▶ **RECORDS PROVIDED**
* * * * *

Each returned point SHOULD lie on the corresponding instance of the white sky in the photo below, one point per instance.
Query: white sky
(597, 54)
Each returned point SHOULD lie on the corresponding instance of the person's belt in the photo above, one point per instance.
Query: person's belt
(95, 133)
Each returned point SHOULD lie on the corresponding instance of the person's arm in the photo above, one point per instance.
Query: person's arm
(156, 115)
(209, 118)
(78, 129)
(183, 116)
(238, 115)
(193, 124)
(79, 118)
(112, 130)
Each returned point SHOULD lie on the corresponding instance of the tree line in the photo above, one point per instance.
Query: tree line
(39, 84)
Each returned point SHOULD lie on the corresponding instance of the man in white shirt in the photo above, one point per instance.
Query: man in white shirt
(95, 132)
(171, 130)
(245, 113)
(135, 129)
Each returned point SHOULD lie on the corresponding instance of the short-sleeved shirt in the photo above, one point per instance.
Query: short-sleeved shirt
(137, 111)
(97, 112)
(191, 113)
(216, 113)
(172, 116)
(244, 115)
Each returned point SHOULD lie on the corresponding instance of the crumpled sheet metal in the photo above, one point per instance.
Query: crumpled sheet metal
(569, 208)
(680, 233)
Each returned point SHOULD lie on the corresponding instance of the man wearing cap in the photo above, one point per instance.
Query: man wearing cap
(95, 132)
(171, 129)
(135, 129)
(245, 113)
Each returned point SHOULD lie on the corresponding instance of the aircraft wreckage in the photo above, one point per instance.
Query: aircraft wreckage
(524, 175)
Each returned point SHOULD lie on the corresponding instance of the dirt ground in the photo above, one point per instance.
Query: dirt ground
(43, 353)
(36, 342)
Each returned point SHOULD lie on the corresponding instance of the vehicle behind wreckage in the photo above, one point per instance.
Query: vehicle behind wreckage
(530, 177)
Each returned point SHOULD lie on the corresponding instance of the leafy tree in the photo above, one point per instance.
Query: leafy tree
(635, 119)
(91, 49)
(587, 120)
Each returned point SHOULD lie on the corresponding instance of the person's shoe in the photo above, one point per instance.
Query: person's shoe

* * * * *

▶ **WHAT IS BEING ASKED**
Copy out all lines of the material above in which "shoe" occurs.

▶ **THE ANSWER**
Each returned point SHOULD lie on the corresponding instance of the person's shoe in the photo above, one point per instance.
Query: person's shoe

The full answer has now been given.